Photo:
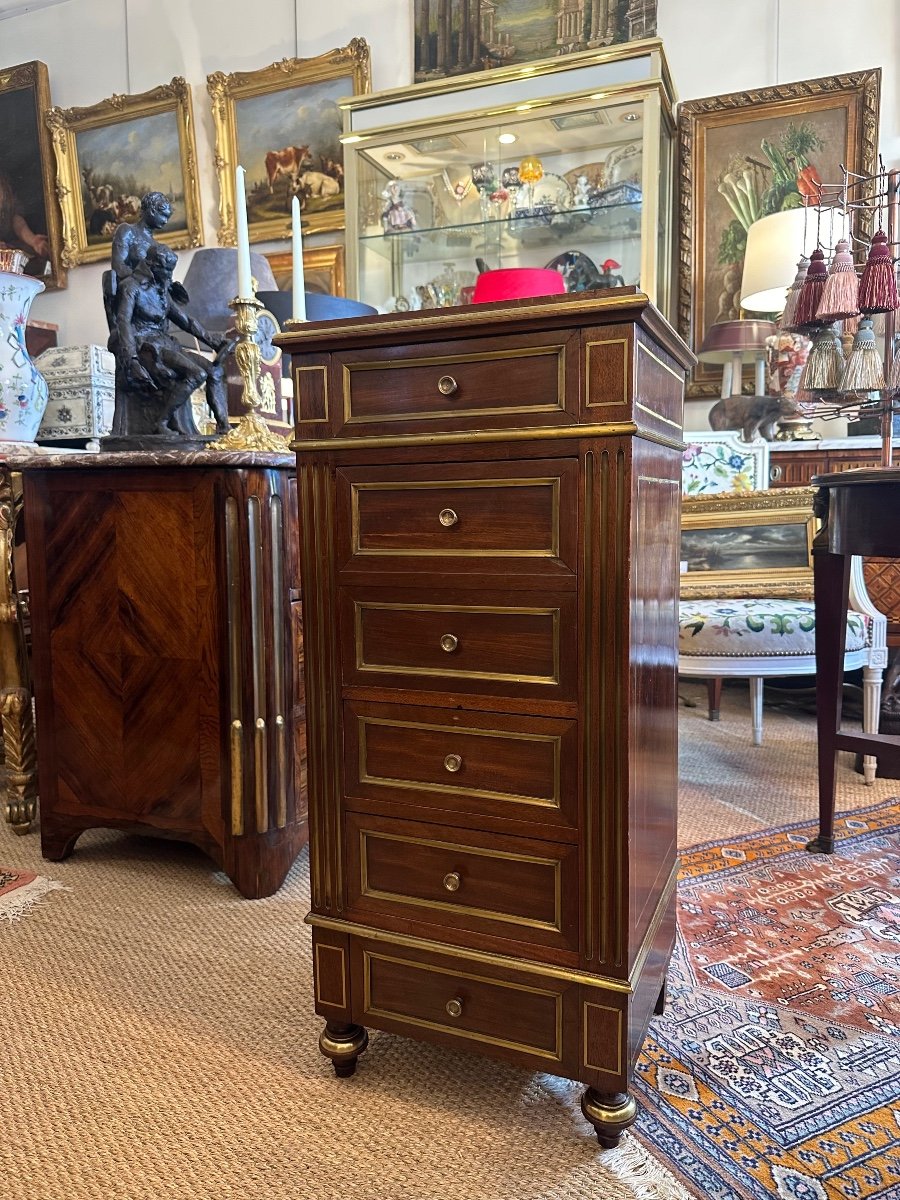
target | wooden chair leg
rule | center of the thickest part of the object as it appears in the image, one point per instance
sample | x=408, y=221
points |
x=714, y=697
x=756, y=708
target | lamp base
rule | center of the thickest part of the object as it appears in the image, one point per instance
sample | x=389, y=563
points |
x=252, y=433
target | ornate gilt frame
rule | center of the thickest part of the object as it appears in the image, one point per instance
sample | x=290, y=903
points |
x=781, y=505
x=34, y=76
x=329, y=259
x=227, y=89
x=65, y=124
x=862, y=90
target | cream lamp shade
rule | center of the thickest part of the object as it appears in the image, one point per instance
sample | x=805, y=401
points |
x=774, y=244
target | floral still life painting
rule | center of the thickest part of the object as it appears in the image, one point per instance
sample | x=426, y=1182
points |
x=747, y=156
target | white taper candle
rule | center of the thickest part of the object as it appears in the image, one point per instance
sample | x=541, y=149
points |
x=297, y=262
x=245, y=288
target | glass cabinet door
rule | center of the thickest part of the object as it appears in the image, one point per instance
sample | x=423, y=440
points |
x=580, y=183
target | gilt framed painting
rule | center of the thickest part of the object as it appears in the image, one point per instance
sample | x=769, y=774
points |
x=29, y=210
x=112, y=154
x=748, y=155
x=282, y=124
x=457, y=36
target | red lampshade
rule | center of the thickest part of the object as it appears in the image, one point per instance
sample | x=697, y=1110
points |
x=516, y=282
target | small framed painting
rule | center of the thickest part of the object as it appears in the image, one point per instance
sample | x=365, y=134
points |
x=748, y=544
x=111, y=154
x=29, y=210
x=282, y=124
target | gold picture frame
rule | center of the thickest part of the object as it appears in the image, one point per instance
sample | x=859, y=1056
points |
x=267, y=103
x=323, y=269
x=748, y=544
x=154, y=132
x=828, y=123
x=27, y=168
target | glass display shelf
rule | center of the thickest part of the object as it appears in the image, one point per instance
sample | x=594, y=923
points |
x=569, y=161
x=508, y=234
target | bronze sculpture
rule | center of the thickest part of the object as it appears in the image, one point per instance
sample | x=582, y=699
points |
x=155, y=376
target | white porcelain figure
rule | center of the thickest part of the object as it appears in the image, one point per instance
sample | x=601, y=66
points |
x=23, y=389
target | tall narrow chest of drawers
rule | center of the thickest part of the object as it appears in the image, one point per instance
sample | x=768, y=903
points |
x=489, y=509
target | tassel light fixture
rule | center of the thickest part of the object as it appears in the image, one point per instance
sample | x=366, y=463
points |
x=825, y=366
x=787, y=321
x=863, y=370
x=840, y=298
x=877, y=287
x=811, y=292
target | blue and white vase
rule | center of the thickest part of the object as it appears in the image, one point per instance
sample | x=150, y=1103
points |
x=23, y=389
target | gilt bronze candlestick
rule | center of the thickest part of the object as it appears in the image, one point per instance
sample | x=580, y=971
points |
x=251, y=432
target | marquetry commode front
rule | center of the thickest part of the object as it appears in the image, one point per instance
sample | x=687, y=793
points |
x=489, y=526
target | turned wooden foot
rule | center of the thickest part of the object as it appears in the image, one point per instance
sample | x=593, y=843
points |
x=343, y=1044
x=610, y=1114
x=660, y=1007
x=58, y=843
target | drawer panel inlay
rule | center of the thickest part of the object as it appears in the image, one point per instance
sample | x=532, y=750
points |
x=511, y=643
x=461, y=1002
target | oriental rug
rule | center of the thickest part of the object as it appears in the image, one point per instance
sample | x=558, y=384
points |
x=19, y=891
x=775, y=1069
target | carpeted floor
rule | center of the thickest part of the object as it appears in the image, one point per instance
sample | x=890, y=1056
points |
x=157, y=1036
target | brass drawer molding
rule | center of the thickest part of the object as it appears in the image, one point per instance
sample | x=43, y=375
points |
x=408, y=731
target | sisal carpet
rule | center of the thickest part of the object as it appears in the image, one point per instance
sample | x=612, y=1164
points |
x=157, y=1037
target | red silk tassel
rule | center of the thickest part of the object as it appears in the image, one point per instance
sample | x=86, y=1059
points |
x=787, y=321
x=840, y=298
x=811, y=292
x=877, y=287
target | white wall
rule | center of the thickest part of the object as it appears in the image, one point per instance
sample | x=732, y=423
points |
x=99, y=47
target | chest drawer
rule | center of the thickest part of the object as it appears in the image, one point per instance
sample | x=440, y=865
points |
x=489, y=646
x=467, y=1003
x=521, y=768
x=475, y=383
x=501, y=517
x=513, y=887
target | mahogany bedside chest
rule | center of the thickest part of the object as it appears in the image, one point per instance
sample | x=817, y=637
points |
x=167, y=653
x=490, y=505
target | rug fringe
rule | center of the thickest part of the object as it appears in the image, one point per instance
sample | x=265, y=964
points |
x=13, y=905
x=647, y=1177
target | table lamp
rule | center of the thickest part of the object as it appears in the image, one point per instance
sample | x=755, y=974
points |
x=729, y=342
x=774, y=245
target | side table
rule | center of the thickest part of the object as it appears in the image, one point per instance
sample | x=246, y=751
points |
x=167, y=653
x=858, y=509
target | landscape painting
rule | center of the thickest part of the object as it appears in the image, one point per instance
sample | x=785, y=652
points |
x=283, y=125
x=111, y=154
x=119, y=163
x=289, y=144
x=457, y=36
x=29, y=211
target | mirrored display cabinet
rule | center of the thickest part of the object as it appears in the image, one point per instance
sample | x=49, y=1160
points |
x=567, y=162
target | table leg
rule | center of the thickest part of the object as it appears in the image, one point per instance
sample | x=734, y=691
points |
x=832, y=588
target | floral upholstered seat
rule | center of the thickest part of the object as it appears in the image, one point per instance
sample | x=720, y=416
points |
x=731, y=628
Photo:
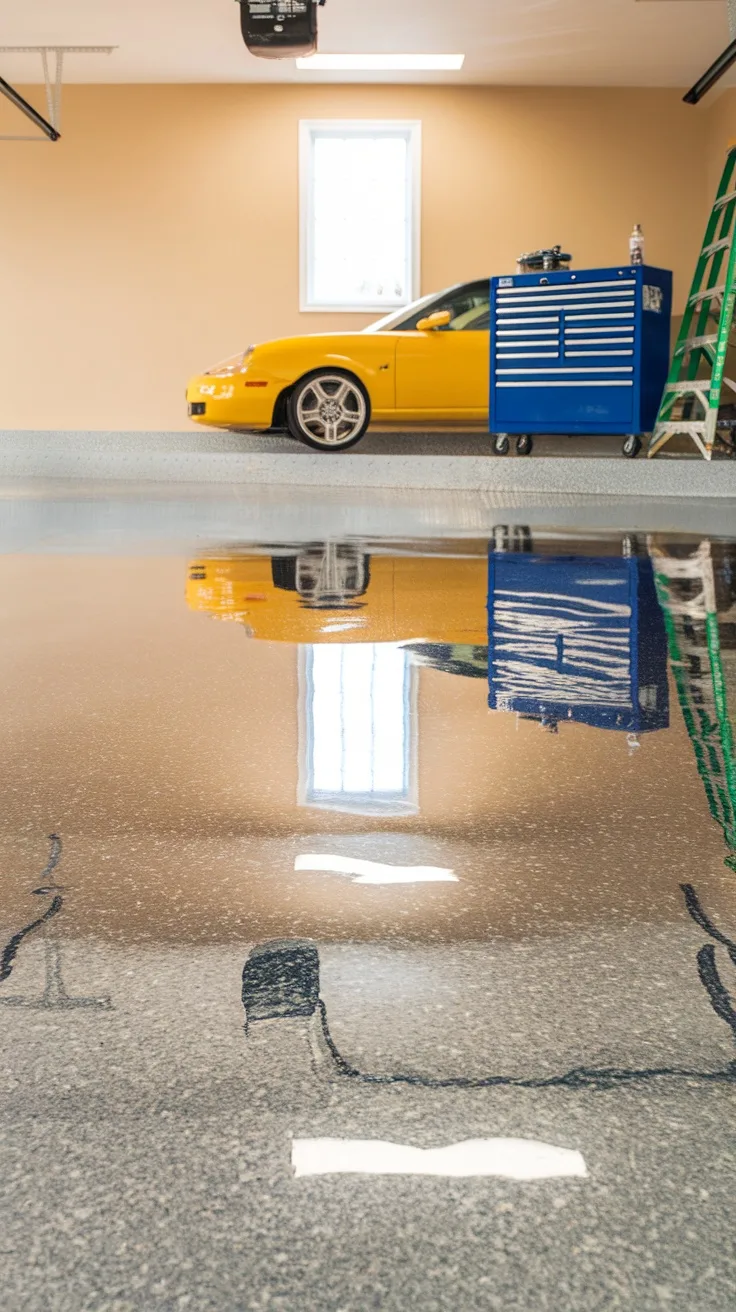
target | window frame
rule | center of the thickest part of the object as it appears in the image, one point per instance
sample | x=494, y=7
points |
x=308, y=130
x=387, y=804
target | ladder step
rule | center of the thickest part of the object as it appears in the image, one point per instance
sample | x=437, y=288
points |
x=695, y=385
x=707, y=294
x=695, y=343
x=715, y=246
x=684, y=425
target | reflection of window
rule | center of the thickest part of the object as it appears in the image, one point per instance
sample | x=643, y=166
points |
x=360, y=206
x=357, y=751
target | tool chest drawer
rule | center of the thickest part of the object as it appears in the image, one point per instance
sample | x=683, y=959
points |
x=579, y=352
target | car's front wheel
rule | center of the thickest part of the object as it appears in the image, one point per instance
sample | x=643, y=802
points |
x=328, y=411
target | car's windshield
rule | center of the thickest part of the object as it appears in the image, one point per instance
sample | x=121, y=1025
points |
x=396, y=318
x=469, y=305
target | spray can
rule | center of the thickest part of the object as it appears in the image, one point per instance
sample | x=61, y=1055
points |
x=636, y=246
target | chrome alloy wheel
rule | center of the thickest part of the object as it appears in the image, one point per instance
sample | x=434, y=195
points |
x=331, y=410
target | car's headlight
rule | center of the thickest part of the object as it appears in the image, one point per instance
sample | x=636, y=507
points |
x=235, y=365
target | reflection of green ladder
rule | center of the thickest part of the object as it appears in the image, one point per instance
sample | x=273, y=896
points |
x=699, y=352
x=686, y=593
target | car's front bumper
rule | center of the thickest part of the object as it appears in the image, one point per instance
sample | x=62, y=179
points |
x=238, y=402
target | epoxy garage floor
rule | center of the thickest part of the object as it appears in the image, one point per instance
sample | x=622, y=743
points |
x=369, y=917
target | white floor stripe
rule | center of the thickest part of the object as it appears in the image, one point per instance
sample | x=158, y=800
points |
x=511, y=1159
x=374, y=871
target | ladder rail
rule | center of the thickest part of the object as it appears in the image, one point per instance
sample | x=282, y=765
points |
x=710, y=299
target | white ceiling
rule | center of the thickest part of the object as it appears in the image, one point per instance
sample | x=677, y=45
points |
x=507, y=42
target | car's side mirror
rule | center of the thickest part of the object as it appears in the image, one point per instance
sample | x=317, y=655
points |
x=440, y=319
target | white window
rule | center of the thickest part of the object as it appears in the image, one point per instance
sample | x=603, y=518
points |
x=357, y=728
x=360, y=214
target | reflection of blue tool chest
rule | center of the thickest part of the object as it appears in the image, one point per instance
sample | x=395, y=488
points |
x=579, y=352
x=575, y=638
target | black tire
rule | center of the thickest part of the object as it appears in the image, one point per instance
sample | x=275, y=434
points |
x=328, y=410
x=284, y=572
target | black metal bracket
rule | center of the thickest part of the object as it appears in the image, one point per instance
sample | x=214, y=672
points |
x=714, y=74
x=17, y=100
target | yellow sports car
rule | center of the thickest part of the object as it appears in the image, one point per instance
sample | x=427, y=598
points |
x=423, y=364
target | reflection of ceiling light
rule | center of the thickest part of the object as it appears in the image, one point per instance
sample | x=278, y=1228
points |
x=374, y=871
x=511, y=1159
x=381, y=63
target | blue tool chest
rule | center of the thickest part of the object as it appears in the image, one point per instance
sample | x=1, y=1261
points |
x=576, y=638
x=579, y=350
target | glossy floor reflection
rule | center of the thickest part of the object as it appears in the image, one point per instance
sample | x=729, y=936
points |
x=369, y=925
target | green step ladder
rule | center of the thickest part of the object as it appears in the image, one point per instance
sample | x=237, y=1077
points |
x=686, y=593
x=692, y=395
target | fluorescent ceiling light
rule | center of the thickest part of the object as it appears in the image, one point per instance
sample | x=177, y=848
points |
x=511, y=1159
x=381, y=63
x=374, y=871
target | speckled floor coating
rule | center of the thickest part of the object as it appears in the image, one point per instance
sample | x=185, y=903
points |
x=428, y=461
x=560, y=989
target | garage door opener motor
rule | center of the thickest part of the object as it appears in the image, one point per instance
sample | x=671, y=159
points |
x=280, y=29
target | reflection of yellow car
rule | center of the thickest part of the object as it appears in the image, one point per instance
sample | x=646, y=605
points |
x=336, y=593
x=427, y=362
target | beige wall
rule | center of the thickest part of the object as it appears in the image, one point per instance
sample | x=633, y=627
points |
x=162, y=232
x=720, y=126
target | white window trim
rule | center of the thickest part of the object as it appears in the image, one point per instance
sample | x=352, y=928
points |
x=357, y=804
x=368, y=127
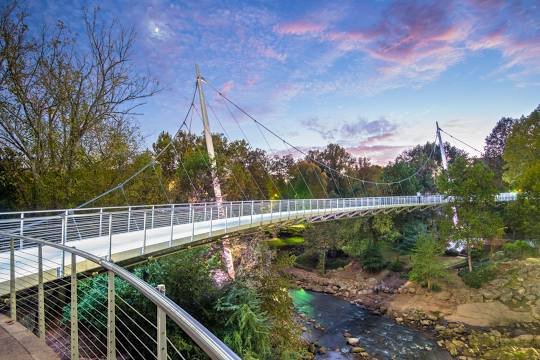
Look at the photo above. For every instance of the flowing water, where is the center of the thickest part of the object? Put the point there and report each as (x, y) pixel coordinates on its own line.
(380, 336)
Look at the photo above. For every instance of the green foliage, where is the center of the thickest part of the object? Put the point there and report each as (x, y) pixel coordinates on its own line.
(247, 327)
(426, 268)
(396, 265)
(472, 187)
(519, 249)
(522, 171)
(480, 275)
(410, 232)
(371, 257)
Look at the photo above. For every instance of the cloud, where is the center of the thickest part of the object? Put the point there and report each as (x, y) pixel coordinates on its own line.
(368, 131)
(315, 125)
(227, 87)
(371, 130)
(300, 27)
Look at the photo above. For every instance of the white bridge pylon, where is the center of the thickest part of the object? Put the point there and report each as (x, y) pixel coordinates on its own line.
(124, 233)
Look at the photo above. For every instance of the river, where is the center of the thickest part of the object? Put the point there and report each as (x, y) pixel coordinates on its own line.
(380, 336)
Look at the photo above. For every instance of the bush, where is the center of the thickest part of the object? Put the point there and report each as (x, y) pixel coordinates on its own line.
(396, 265)
(307, 260)
(426, 268)
(479, 276)
(372, 259)
(519, 250)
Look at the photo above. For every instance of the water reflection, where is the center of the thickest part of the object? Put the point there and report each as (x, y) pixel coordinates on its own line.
(379, 336)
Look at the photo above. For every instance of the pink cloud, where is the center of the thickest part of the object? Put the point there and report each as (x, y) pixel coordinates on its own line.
(227, 87)
(299, 28)
(271, 53)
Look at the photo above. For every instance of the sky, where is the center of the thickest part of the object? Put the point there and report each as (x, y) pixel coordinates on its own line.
(372, 76)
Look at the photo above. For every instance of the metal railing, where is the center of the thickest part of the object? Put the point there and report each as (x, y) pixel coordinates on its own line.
(104, 326)
(171, 222)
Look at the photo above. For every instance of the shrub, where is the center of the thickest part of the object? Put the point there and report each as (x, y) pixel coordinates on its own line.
(479, 276)
(396, 265)
(426, 268)
(371, 257)
(519, 250)
(307, 260)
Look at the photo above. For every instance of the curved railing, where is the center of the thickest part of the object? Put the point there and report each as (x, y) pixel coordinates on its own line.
(47, 303)
(122, 233)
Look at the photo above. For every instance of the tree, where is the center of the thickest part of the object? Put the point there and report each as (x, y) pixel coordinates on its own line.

Instructions to follow:
Could you set down, unchanged, the lines of the listing between the line holding "target | car's headlight" and the line holding "x=235, y=365", inclusive?

The completed task:
target | car's headlight
rule | center of the thickest part of the object as it appears in the image, one point per instance
sample | x=636, y=507
points |
x=235, y=365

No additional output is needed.